═════ Records for the task

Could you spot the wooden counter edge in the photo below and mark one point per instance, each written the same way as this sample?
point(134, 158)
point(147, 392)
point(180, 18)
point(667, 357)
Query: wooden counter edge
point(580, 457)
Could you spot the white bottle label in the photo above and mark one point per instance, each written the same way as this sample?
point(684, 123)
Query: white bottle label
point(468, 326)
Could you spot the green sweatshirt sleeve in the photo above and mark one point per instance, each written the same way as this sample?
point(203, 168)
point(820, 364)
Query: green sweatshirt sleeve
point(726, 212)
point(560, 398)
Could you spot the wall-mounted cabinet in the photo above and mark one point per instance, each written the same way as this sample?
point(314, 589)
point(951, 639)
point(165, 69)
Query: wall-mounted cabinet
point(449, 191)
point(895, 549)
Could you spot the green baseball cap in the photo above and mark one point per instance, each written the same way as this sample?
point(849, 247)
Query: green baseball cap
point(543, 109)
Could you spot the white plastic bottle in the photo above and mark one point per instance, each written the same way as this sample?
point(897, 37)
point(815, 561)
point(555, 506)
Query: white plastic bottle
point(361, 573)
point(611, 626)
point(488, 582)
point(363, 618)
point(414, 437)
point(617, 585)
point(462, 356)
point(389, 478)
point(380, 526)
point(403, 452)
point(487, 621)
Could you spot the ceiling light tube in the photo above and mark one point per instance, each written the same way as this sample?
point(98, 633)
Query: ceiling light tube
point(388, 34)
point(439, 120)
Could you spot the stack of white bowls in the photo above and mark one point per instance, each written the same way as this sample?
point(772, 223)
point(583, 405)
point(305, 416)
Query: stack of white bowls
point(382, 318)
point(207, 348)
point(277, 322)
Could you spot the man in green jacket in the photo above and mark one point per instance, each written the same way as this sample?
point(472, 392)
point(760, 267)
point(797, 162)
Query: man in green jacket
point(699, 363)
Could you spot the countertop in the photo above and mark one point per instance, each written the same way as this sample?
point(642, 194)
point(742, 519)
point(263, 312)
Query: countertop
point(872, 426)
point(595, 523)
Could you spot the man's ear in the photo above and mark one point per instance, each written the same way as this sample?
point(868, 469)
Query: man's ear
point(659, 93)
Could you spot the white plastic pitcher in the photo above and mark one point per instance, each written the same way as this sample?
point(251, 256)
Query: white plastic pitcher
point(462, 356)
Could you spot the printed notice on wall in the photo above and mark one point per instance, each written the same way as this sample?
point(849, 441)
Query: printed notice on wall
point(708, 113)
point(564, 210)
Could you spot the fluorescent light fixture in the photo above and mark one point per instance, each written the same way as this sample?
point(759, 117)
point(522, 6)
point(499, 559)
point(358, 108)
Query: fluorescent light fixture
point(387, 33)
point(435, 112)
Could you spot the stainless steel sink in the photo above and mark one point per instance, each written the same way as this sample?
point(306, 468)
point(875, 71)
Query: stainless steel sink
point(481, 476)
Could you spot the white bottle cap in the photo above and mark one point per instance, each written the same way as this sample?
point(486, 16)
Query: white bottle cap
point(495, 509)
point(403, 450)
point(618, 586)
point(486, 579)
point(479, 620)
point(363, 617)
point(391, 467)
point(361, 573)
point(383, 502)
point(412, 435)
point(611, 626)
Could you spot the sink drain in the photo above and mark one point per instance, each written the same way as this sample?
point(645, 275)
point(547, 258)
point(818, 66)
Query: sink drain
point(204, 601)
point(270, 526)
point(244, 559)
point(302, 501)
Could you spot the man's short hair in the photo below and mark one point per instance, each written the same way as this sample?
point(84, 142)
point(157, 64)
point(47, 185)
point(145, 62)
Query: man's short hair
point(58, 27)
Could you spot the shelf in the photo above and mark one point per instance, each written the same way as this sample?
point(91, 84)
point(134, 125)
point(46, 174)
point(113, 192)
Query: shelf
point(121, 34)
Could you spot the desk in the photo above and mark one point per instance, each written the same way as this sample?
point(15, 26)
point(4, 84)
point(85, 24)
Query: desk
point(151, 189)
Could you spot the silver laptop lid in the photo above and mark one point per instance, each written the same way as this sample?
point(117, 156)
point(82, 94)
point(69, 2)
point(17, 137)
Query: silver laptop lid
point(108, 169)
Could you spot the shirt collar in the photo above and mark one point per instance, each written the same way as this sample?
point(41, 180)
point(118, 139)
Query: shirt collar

══════════

■ Task statement
Update the records above by replacing every occurrence of "Query" with "Target", keeping everything else unchanged.

■ Exercise output
Could you spot the wooden counter edge in the photo below and mark one point per instance, each written the same way as this sample?
point(134, 158)
point(147, 392)
point(180, 18)
point(667, 357)
Target: wooden counter edge
point(580, 457)
Could you spot the white bottle label in the photo above and mark one point per instance, each written the same way as this sample?
point(684, 123)
Target: white bottle label
point(468, 326)
Could you spot the green sweatshirt sleeve in the photo above and mark one point per instance, each written the same way as this sample?
point(203, 168)
point(820, 364)
Target: green sweatshirt sleeve
point(726, 212)
point(560, 398)
Could you spot the wall-mounted cabinet in the photo above and mark one point per instance, each written the same way as this sample?
point(314, 589)
point(951, 639)
point(165, 69)
Target: wall-mounted cabinet
point(449, 191)
point(895, 549)
Could you spot the green baseball cap in the photo above and mark one point per instance, each written the same way as this sample?
point(849, 247)
Target: green baseball cap
point(543, 109)
Could you spot the white plastic bottle in the photo above and mark one point per instance, each written the same way as this sample?
point(897, 37)
point(815, 561)
point(555, 506)
Target: white plastic bottle
point(361, 573)
point(611, 626)
point(488, 582)
point(363, 618)
point(414, 437)
point(617, 585)
point(462, 356)
point(389, 478)
point(380, 526)
point(403, 452)
point(487, 621)
Could you spot the ceiling light tube in the photo above and mark one point per instance, each written the same way as this sample?
point(98, 633)
Target: ceiling light tube
point(388, 34)
point(439, 120)
Could you spot the stack of white bowls in the photo above and mark one point per instance, each written the same way as this sample?
point(772, 223)
point(583, 405)
point(305, 416)
Target: stack of white bowls
point(382, 318)
point(207, 348)
point(277, 322)
Could you spot the man in green jacket in the photo above and mark one point per instance, each written the same way as this sample?
point(472, 392)
point(760, 267)
point(797, 162)
Target: man in green jacket
point(699, 363)
Could you spot the countertop in the photo above and mark one point per instance, each written the same way as this sample?
point(642, 194)
point(742, 519)
point(263, 312)
Target: countertop
point(872, 426)
point(595, 523)
Could you spot the man's ear in the photo above and mark one point per instance, each written the same way as this sample?
point(868, 469)
Target: man's ear
point(659, 93)
Could you spot the white plastic pitcher in the photo above and mark one point per instance, each written the same way as this sample?
point(251, 256)
Target: white plastic pitcher
point(462, 356)
Could you spot the printed notice on wall in the photo above and mark one point per instance, each written the same way as this sample?
point(849, 441)
Target: printed notice on wall
point(708, 113)
point(564, 210)
Could you spot the fluorescent light fixture in the photo above and mark one point per instance, each written the same way as this sample?
point(759, 117)
point(522, 6)
point(499, 559)
point(358, 108)
Target: fluorescent light fixture
point(387, 33)
point(435, 112)
Could you spot the stainless steel sink in the photo above and mark one point per instance, each written the same way as this sample?
point(306, 468)
point(875, 71)
Target: stainless steel sink
point(481, 476)
Could you spot the white bottle cap in the photo above and mark one point per instance, each written the same way as this sample?
point(486, 16)
Target: white bottle cap
point(495, 509)
point(403, 450)
point(618, 586)
point(486, 579)
point(479, 620)
point(363, 617)
point(391, 467)
point(361, 573)
point(383, 502)
point(412, 435)
point(611, 626)
Could you spot the sink drain in the photo above and mark one point per instance, each written the same way as this sample?
point(645, 275)
point(547, 258)
point(818, 66)
Target: sink drain
point(204, 601)
point(270, 526)
point(244, 559)
point(302, 501)
Could you spot the man's short hair in the photo below and mark one point per instance, each written the same way as this sample?
point(84, 142)
point(157, 64)
point(47, 185)
point(145, 62)
Target: man's short hair
point(58, 27)
Could you spot the shelf in the photo above and mark one point per instance, each written the same way as this sample?
point(91, 84)
point(134, 125)
point(46, 174)
point(113, 192)
Target: shelf
point(121, 34)
Could you spot the desk in the photo above and mark one point per instance, each written the same way as this sample?
point(15, 26)
point(4, 84)
point(85, 24)
Target: desk
point(151, 189)
Could you spot the silver laptop lid in the photo above and mark one point per instance, each written the same way as this sample?
point(117, 156)
point(82, 94)
point(69, 2)
point(17, 137)
Target: silver laptop lid
point(108, 169)
Could you spot the shirt collar in the photo above and mark one point per instance, each written the same way as this sample?
point(41, 180)
point(118, 139)
Target: shirt collar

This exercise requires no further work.